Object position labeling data
* * * * * * * * *
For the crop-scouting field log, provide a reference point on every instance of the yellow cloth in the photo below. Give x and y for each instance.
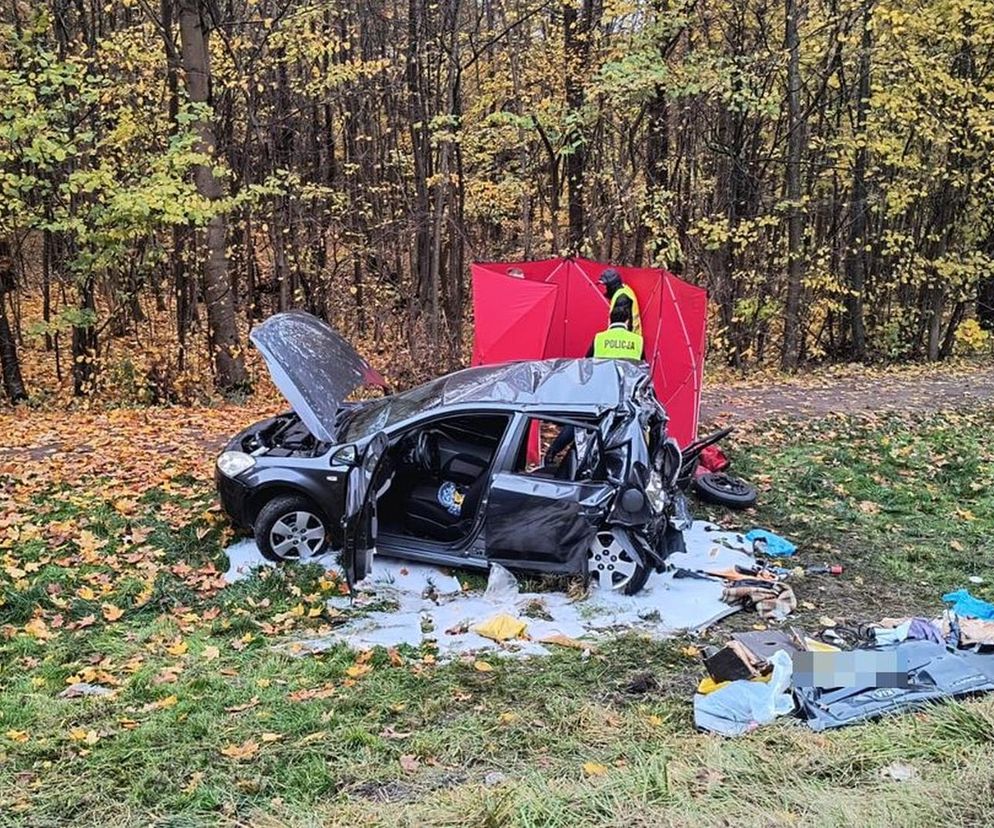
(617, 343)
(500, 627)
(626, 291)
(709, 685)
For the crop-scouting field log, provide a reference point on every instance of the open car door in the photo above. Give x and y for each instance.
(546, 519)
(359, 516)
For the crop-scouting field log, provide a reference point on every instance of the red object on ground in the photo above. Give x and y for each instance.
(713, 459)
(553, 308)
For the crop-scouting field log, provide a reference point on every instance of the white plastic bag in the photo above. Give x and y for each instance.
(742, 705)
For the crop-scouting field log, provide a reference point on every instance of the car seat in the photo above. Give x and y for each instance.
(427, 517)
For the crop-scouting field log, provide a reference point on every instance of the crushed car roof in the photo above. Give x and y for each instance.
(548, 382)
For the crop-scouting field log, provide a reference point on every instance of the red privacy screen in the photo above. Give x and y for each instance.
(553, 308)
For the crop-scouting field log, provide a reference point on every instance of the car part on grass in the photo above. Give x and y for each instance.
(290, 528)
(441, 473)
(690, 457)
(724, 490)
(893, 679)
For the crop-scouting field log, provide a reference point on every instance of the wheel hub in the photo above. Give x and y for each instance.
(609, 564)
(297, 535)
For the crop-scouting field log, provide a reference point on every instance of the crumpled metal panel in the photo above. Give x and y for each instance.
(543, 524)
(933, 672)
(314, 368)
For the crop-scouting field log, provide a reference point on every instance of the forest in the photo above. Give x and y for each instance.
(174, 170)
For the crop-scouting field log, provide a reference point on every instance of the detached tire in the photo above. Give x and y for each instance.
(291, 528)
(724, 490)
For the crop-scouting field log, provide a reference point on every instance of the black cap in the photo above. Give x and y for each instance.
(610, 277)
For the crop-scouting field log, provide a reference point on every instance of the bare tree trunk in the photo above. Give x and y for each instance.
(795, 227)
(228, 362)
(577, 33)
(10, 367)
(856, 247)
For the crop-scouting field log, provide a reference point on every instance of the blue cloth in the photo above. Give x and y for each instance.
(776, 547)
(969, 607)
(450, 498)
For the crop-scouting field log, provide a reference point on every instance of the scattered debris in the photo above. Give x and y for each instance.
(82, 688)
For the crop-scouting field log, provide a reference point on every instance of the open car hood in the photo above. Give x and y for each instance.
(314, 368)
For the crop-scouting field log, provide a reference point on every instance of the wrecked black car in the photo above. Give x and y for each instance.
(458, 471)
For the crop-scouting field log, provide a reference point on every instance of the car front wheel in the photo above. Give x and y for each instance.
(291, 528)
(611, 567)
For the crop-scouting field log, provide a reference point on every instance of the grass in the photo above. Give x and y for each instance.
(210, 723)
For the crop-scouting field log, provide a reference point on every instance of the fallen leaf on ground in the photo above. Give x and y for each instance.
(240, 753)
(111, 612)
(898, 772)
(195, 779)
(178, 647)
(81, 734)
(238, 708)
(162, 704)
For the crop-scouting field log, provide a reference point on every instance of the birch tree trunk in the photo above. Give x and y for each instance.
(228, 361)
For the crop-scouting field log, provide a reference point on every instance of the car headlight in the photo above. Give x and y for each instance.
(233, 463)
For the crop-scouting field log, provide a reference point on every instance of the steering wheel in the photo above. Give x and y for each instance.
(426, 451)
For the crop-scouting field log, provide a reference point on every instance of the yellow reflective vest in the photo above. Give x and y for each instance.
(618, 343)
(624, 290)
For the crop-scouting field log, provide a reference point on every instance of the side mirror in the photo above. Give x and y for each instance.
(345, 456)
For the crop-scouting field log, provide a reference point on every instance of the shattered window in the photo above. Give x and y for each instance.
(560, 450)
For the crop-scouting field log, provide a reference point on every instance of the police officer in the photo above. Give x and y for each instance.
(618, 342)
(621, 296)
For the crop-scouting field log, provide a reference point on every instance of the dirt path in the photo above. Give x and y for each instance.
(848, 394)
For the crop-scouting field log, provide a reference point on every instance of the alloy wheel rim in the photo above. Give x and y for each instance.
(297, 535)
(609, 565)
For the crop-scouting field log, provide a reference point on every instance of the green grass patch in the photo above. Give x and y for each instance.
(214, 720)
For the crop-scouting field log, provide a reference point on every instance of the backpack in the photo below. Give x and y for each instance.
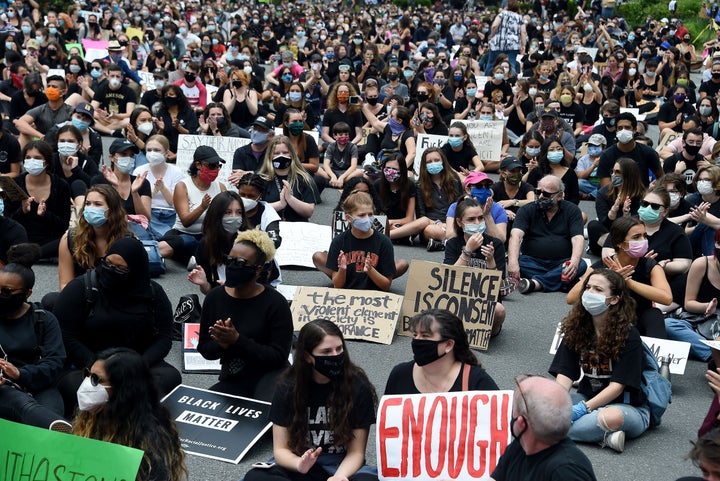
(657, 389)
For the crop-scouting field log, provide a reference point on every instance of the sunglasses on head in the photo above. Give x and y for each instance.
* * * * * * * * *
# [What is expected]
Can you convert every line of the data above into a Markdown table with the columns "Row" and "Content," numbering each row and dropping blank lines? Leave the pictures out of the table.

# [Problem solution]
| Row | Content |
|---|---|
| 1 | For the crop-scouting field log, provide a reference point on every instance of the yellow cloth in the photo below. Give x and y for each instance. |
| 2 | (617, 343) |
| 3 | (500, 627) |
| 4 | (626, 291) |
| 5 | (709, 685) |
| 6 | For the crop-scouting field log, provide a reference point on every instance of the open car door in the photo above. Give x and y for each instance. |
| 7 | (546, 519) |
| 8 | (359, 516) |
| 9 | For the crop-scouting field log, provide a reference point on every instance of the red object on ground in the photo above. Give x and y for each instance. |
| 10 | (713, 459) |
| 11 | (553, 308) |
| 12 | For the crop-scouting field log, provide a reference point on every instance of the white plastic bag in the photo above. Give x and y for each instance. |
| 13 | (742, 705) |
| 14 | For the crop-scouting field log, provide a reference point on every instance of the car seat in the photo above. Give x and y for each instance. |
| 15 | (427, 517) |
| 16 | For the crop-scouting field log, provide a reference point on every instance of the crushed car roof in the photo above. Give x and y for each instance. |
| 17 | (548, 382) |
| 18 | For the crop-scouting field log, provide a reference point on every instance of the red privacy screen in the photo above. Give x and y for each instance. |
| 19 | (553, 308) |
| 20 | For the crop-scouting field log, provide a reference point on every instance of the car part on grass in the photo above. Give x and y for each instance. |
| 21 | (290, 528) |
| 22 | (441, 473) |
| 23 | (690, 457) |
| 24 | (724, 490) |
| 25 | (893, 679) |
| 26 | For the crop-scouting field log, provide a reference point on every instance of the wheel hub in the photo above. Give x and y for each instance. |
| 27 | (609, 564) |
| 28 | (297, 535) |
| 29 | For the crop-scouting field log, provide a reference point on every instance of the crumpled metal panel in the photo above. Give x and y for each instance. |
| 30 | (543, 524) |
| 31 | (933, 672) |
| 32 | (314, 368) |
| 33 | For the crop-scouting field log, provide a reference point on every instance of the forest in the photo above. Give x and y for each instance. |
| 34 | (174, 170) |
| 35 | For the crop-scouting field log, provide a reference point on every instance of the detached tire in the photo above. Give x and y for each instance. |
| 36 | (291, 528) |
| 37 | (724, 490) |
| 38 | For the crop-scouting field log, provide a reference point on every instance of the black cap in the photo above. Give x and y for each instance. |
| 39 | (610, 277) |
| 40 | For the crop-scouting field log, provide a reference point on every instance of the bare tree trunk in the photo above. Give x and y for each instance. |
| 41 | (795, 227) |
| 42 | (228, 362) |
| 43 | (577, 33) |
| 44 | (10, 367) |
| 45 | (856, 247) |
| 46 | For the crop-scouting field log, provide a reference point on every instance of the blue cloth in the photo above. Give x and y for each instance. |
| 47 | (776, 547) |
| 48 | (969, 607) |
| 49 | (450, 498) |
| 50 | For the crop-scouting field log, provide a reference point on every instance of the scattered debris in the photo above. Give x and y for each instance. |
| 51 | (82, 688) |
| 52 | For the crop-scouting field log, provide a reference point on every instance of the open car hood in the photo above. Give x and y for each instance. |
| 53 | (314, 368) |
| 54 | For the crop-scouting field log, provide a reference point on every instance of the wrecked black car in the photo above. Give x and y for each instance. |
| 55 | (458, 471) |
| 56 | For the crop-scouting field log, provide a reference point on every instance of the car front wheel in the photo above. Give x and y for each instance. |
| 57 | (291, 528) |
| 58 | (611, 567) |
| 59 | For the crop-scouting field log, provide a reference point on every instance of the grass in the photo above. Give x and y for each instance. |
| 60 | (210, 723) |
| 61 | For the crop-scouting field log, provide a reference point on every instance of the fallen leaf on ground in the photo above. Give x and y for each instance. |
| 62 | (240, 753) |
| 63 | (111, 612) |
| 64 | (898, 772) |
| 65 | (195, 779) |
| 66 | (178, 647) |
| 67 | (81, 734) |
| 68 | (238, 708) |
| 69 | (162, 704) |
| 70 | For the crop-scouting field log, provide a reference point on every instance of the birch tree trunk in the photo above. Give x and y for each instance. |
| 71 | (228, 361) |
| 72 | For the crop-scouting field log, provide a reference point on every instance of the car headlight in the photo above. Give x and y for each instance. |
| 73 | (233, 463) |
| 74 | For the crop-scouting field log, provide a reference point on every instance of the steering wheel in the photo above. Give x and y for each instance. |
| 75 | (426, 451) |
| 76 | For the crop-scouting field log, provide a reference point on every instance of the yellow reflective vest in the photo above. Give x and y for each instance. |
| 77 | (618, 343) |
| 78 | (624, 290) |
| 79 | For the crop-scouting field log, provide a reference point on every instance of the side mirror in the photo above. Give x and y for each instance. |
| 80 | (345, 456) |
| 81 | For the crop-scouting field log, provide a reference point on every instance of the shattered window in the photo above. Give x and y for each instance. |
| 82 | (560, 450) |
| 83 | For the crop-scouting field log, provide a reference point on every instance of the police officer in the photo above. Give x and y for each instance. |
| 84 | (618, 342) |
| 85 | (621, 296) |
| 86 | For the crop-scouting field log, provide a reference point on every instance of the dirt path in the photo above. Give x and y for each instance. |
| 87 | (848, 394) |
| 88 | For the crop-scouting field log, provide a reference point on every instance of the alloy wheel rim in the photo above. Give x and y for each instance. |
| 89 | (297, 535) |
| 90 | (609, 565) |
| 91 | For the crop-scouting field log, provide a reference point on every instance of the green grass patch in the photo above. Give x and y for each instance. |
| 92 | (214, 720) |
| 93 | For the crop-scouting field log, provide a reference point on every instance of the backpack in the photo below. Give x and y for each instance. |
| 94 | (657, 389) |
| 95 | For the crop-scouting field log, provide a reference point on every instance of the sunglasses on head in the photo above. Give x and y for each instance. |